HOW TO COMPLETE THIS TASK
Could you give back the listing below exactly, every line included?

►

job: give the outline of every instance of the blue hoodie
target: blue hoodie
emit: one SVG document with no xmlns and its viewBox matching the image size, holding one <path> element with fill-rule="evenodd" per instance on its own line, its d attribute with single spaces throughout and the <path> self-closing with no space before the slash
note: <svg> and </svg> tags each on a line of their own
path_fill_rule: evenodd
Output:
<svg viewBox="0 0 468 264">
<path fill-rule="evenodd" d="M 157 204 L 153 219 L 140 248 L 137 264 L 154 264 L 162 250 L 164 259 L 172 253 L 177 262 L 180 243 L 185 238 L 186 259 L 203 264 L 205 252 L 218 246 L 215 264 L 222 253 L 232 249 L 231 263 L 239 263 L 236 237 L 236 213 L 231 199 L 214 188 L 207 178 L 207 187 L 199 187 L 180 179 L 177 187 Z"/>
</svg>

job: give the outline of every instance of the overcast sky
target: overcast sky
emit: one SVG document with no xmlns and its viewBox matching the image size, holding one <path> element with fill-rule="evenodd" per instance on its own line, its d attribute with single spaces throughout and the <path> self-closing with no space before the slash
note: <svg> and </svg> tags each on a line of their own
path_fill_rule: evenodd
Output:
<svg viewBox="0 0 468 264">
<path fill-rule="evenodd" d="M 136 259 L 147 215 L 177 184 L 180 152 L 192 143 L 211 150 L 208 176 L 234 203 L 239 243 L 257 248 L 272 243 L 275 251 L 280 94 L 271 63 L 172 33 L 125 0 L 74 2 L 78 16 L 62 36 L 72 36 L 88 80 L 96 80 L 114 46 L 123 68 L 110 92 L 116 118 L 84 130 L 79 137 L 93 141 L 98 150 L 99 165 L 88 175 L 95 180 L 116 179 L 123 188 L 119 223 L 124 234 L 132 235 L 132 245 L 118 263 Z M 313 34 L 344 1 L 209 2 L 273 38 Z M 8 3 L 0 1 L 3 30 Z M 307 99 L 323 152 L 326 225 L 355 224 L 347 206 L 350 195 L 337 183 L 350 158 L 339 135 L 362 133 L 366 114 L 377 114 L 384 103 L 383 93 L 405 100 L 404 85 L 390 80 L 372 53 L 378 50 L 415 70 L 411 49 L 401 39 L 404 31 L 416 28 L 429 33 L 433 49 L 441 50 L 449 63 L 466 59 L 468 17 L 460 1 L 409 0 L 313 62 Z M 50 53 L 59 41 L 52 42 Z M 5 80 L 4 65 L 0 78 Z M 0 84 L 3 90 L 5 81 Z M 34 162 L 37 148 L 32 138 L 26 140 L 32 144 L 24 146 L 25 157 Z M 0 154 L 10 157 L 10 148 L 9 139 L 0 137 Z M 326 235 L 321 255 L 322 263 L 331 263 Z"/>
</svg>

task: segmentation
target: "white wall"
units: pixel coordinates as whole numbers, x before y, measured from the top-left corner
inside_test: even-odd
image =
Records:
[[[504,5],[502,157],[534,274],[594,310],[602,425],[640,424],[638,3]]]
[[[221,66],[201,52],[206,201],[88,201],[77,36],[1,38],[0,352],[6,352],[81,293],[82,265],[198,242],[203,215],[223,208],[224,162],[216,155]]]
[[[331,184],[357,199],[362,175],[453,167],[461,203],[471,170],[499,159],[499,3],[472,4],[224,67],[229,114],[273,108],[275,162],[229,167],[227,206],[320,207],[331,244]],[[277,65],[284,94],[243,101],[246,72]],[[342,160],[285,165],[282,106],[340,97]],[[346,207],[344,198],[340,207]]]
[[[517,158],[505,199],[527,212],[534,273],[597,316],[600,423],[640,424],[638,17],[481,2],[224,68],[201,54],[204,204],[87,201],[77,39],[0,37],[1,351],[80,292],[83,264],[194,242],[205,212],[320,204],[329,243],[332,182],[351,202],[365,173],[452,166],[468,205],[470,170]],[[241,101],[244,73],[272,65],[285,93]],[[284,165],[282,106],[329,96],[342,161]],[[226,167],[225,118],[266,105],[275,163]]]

◄

TASK RESPONSE
job: give the outline of every instance of the blue hoodie
target: blue hoodie
emit: one SVG document with no xmlns and its viewBox matching the image size, holding one <path> element with fill-rule="evenodd" per instance on its own line, its d attribute with single spaces throughout and the <path> self-closing with no space before the slash
note: <svg> and </svg> tags each on a line of their own
path_fill_rule: evenodd
Output:
<svg viewBox="0 0 468 264">
<path fill-rule="evenodd" d="M 157 204 L 153 219 L 140 248 L 137 264 L 154 264 L 162 250 L 164 259 L 172 253 L 177 262 L 180 243 L 185 238 L 186 259 L 203 264 L 205 252 L 218 246 L 215 264 L 222 253 L 232 249 L 231 263 L 239 263 L 236 237 L 236 213 L 231 199 L 214 188 L 207 178 L 207 187 L 199 187 L 180 179 L 177 187 Z"/>
</svg>

job: give the outline of every instance of the overcast sky
target: overcast sky
emit: one SVG document with no xmlns and its viewBox matching the image size, holding one <path> element with fill-rule="evenodd" per instance on its own line, its d attribute with single spaces throughout and the <path> self-closing with no space before the slash
note: <svg> and </svg> tags each on a line of their own
path_fill_rule: evenodd
Output:
<svg viewBox="0 0 468 264">
<path fill-rule="evenodd" d="M 136 259 L 147 215 L 177 184 L 180 152 L 192 143 L 211 150 L 208 176 L 234 203 L 239 243 L 257 248 L 272 243 L 275 251 L 280 94 L 271 63 L 172 33 L 125 0 L 74 2 L 78 16 L 62 36 L 72 36 L 88 80 L 96 80 L 114 46 L 123 68 L 110 92 L 116 118 L 84 130 L 79 137 L 93 141 L 98 150 L 99 165 L 88 175 L 95 180 L 116 179 L 123 188 L 119 223 L 124 234 L 132 235 L 132 245 L 118 263 Z M 313 34 L 344 1 L 209 2 L 273 38 Z M 8 3 L 0 1 L 3 30 Z M 307 99 L 323 152 L 326 225 L 355 224 L 347 206 L 350 195 L 337 183 L 350 158 L 339 135 L 362 133 L 366 114 L 377 114 L 384 103 L 383 93 L 405 100 L 404 85 L 390 80 L 372 53 L 378 50 L 415 70 L 411 49 L 401 39 L 404 31 L 416 28 L 429 33 L 433 49 L 441 50 L 449 63 L 466 59 L 468 17 L 460 1 L 409 0 L 313 62 Z M 50 53 L 59 41 L 52 42 Z M 5 80 L 4 65 L 0 78 Z M 0 84 L 3 90 L 5 81 Z M 34 162 L 37 148 L 32 138 L 26 140 L 32 144 L 24 146 L 25 157 Z M 0 154 L 10 157 L 10 148 L 9 139 L 0 137 Z M 326 235 L 321 255 L 322 263 L 331 263 Z"/>
</svg>

task: segmentation
target: "white wall"
units: pixel coordinates as whole numbers, x before y, measured from the top-left corner
inside_test: even-odd
image =
Records:
[[[504,5],[502,157],[534,274],[594,310],[602,425],[640,424],[638,3]]]
[[[221,66],[201,52],[206,201],[88,201],[77,36],[1,38],[0,352],[6,352],[81,293],[82,265],[198,242],[203,215],[223,208],[224,162],[216,155]]]
[[[331,184],[357,199],[362,175],[453,167],[461,203],[471,170],[499,159],[499,3],[472,4],[224,67],[229,114],[273,108],[275,162],[229,167],[227,206],[320,207],[331,244]],[[277,65],[284,94],[243,101],[246,72]],[[342,160],[285,165],[282,106],[340,97]],[[346,207],[344,198],[340,207]]]
[[[517,158],[505,199],[527,212],[534,273],[597,316],[600,423],[640,424],[638,17],[481,2],[224,68],[201,54],[204,204],[87,201],[77,39],[0,37],[1,351],[80,292],[83,264],[194,242],[205,212],[320,204],[329,243],[332,182],[351,202],[365,173],[452,166],[468,205],[470,170]],[[241,101],[244,73],[272,65],[285,93]],[[284,165],[282,106],[329,96],[342,161]],[[226,167],[225,118],[266,105],[275,163]]]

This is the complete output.